Task brief: From the line that includes "Point to the dark brown" to the closing line of the data, please transcribe every line exactly and add nothing.

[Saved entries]
▼▼▼

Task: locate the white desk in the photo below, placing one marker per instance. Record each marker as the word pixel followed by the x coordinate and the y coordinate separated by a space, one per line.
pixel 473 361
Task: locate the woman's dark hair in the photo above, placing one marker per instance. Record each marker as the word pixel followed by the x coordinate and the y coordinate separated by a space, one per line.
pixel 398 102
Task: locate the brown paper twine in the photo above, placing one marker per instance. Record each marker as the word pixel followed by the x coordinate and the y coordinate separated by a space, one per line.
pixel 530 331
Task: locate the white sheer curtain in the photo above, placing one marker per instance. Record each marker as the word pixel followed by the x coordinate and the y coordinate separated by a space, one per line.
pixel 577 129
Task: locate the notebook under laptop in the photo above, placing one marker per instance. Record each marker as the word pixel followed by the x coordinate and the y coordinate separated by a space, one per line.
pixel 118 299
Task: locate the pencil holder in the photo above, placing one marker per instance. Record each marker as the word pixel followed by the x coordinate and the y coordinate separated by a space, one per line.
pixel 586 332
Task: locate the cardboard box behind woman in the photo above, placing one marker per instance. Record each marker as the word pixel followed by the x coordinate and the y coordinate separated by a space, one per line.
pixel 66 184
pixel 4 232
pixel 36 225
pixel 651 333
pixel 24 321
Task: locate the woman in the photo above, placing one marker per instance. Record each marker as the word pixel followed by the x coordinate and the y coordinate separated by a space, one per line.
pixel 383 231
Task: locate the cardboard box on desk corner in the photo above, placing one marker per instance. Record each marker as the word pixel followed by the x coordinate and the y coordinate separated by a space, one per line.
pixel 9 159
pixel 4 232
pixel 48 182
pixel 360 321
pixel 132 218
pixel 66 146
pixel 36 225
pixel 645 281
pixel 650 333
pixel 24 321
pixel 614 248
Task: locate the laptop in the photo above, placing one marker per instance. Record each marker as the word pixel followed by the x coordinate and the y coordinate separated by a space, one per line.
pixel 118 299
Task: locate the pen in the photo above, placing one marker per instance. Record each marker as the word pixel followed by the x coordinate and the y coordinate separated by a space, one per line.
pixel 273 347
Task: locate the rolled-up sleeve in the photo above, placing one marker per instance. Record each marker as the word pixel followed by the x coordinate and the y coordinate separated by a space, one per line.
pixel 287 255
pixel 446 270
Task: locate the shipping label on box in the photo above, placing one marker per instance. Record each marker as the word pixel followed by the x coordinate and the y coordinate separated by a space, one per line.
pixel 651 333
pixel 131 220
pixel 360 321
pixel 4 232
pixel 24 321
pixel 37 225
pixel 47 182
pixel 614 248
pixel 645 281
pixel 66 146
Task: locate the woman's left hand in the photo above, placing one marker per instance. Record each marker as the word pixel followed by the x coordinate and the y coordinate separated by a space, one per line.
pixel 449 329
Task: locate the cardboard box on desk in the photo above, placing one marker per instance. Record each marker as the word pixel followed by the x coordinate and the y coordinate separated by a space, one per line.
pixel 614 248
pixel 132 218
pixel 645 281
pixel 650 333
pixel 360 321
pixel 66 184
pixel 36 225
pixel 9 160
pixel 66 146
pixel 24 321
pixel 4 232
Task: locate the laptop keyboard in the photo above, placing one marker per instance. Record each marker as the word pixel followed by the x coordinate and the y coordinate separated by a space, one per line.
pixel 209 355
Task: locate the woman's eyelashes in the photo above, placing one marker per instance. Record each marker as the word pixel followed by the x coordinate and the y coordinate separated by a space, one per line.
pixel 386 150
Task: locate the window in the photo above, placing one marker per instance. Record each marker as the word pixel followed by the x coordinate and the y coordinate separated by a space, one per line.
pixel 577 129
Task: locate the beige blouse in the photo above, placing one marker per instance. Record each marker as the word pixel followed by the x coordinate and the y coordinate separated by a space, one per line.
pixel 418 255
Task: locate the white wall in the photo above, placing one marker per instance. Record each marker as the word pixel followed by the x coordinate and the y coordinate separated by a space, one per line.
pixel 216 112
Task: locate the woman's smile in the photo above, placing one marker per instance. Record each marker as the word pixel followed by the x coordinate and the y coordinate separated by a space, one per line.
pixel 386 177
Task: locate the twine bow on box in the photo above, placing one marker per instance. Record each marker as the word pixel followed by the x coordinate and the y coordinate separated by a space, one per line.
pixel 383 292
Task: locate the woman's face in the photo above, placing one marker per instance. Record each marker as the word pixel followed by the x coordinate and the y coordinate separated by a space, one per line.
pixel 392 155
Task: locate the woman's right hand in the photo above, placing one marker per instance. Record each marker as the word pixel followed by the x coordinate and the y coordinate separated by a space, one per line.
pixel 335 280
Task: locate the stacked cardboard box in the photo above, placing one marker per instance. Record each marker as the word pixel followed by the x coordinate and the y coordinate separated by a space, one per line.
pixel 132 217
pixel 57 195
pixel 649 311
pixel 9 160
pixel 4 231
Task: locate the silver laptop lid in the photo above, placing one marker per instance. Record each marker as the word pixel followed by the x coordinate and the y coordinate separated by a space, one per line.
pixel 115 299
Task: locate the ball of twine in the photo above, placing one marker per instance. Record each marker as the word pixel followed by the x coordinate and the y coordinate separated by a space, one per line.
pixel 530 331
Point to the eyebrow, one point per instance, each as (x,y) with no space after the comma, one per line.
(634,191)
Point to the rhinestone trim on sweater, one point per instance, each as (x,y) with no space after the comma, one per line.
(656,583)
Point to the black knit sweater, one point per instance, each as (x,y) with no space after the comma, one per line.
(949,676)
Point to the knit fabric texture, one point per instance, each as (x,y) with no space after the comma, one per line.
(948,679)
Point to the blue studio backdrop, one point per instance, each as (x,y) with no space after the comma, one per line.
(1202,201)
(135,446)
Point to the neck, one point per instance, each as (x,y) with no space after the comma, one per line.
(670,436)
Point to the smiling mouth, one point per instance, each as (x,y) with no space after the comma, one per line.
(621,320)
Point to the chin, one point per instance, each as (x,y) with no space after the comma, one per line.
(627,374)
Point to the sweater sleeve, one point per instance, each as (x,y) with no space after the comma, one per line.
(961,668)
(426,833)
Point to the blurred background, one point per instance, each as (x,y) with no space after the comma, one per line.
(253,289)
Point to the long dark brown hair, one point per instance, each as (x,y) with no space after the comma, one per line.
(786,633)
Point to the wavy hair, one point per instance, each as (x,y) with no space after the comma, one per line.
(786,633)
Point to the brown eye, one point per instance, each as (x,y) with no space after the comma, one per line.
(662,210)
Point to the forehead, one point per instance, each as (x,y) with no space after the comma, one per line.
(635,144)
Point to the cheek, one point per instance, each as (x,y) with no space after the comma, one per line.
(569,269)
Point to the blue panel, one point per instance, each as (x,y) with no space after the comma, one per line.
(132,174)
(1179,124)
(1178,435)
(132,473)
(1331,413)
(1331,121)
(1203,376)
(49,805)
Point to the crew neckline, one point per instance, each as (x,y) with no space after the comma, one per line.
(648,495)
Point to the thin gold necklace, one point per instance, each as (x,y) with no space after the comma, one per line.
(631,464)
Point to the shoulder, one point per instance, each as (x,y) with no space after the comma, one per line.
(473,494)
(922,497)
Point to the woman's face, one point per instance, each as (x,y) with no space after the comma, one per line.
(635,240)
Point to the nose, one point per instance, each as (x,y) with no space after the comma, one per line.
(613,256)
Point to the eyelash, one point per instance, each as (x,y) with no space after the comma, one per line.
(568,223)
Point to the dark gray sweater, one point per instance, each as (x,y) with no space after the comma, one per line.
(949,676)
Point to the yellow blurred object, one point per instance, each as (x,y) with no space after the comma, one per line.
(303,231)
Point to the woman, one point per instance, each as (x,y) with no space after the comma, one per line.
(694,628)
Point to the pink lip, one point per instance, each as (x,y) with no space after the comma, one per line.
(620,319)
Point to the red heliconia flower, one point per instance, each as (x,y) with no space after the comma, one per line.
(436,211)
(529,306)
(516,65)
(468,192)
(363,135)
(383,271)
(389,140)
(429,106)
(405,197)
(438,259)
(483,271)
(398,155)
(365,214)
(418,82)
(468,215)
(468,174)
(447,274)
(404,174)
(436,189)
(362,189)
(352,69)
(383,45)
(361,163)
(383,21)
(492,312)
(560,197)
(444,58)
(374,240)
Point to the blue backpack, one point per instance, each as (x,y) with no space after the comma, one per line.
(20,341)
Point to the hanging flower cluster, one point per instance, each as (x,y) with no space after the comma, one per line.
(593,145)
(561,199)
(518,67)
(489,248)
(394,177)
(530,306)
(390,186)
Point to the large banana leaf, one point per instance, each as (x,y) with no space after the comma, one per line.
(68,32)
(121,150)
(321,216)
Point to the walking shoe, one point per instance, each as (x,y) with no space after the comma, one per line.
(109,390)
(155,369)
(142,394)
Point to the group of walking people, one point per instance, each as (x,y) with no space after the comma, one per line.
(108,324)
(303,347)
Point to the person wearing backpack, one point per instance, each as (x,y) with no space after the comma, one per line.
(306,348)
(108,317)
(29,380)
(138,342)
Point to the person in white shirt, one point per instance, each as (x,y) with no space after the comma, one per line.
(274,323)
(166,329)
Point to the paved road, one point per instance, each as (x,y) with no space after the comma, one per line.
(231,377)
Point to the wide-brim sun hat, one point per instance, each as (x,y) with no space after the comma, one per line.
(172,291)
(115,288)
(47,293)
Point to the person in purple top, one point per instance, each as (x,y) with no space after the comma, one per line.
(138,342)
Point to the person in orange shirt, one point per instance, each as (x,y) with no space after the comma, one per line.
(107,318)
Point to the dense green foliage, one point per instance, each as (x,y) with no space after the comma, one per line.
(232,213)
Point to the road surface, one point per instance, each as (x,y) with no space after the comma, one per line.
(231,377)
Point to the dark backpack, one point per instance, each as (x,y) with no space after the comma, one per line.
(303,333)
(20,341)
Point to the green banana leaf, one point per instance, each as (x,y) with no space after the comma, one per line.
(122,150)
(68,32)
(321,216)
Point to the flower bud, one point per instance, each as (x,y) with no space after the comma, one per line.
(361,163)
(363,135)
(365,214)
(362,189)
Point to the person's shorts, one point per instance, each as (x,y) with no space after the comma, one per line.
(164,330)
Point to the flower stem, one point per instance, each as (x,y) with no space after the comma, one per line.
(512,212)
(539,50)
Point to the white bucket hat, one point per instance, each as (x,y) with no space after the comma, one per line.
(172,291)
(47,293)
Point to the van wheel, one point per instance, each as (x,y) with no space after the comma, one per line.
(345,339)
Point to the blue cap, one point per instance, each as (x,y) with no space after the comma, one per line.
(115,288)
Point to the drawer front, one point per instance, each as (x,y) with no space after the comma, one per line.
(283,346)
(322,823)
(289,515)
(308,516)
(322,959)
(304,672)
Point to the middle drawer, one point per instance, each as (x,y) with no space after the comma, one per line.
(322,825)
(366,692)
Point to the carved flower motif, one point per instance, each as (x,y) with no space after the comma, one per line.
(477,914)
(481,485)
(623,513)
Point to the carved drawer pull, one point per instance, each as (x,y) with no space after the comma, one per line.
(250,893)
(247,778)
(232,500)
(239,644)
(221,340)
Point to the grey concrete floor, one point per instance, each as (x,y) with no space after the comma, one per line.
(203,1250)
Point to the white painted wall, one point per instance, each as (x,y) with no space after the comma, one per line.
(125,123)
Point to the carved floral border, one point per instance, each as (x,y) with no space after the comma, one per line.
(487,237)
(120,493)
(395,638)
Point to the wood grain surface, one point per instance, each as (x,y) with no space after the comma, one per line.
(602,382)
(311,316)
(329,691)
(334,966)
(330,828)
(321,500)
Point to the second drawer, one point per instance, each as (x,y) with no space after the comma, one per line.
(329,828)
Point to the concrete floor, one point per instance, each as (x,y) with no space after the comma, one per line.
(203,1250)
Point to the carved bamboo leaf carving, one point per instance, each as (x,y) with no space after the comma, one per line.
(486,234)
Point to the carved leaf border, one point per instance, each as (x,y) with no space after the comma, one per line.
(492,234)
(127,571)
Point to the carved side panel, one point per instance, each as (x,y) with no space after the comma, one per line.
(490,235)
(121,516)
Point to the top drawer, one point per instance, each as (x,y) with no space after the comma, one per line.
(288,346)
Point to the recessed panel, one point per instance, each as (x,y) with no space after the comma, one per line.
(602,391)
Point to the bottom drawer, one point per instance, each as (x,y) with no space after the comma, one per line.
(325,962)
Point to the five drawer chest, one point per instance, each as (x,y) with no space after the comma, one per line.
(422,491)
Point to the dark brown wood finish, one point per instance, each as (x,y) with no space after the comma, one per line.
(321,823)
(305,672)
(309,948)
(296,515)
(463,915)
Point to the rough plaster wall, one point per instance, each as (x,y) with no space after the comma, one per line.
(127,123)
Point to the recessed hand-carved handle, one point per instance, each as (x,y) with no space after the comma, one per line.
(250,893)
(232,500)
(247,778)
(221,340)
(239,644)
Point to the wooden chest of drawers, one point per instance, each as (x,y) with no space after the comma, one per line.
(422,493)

▲▲▲

The completed task:
Point to the dark brown wood finish, one point per instance, each as (x,y) with no space after the comma, one per line.
(321,823)
(305,672)
(309,948)
(296,515)
(463,915)
Point to the rough plaster wall, one point per instance, each as (x,y) with no space after the comma, one per line.
(127,123)
Point to the recessed hand-carved handle, one point per instance, each as (x,y) with no space after the comma, one per line.
(250,893)
(232,500)
(247,778)
(221,340)
(239,644)
Point to the wooden chest of drawers, one point per instance, each as (x,y) with no space after the comma, one per line.
(422,493)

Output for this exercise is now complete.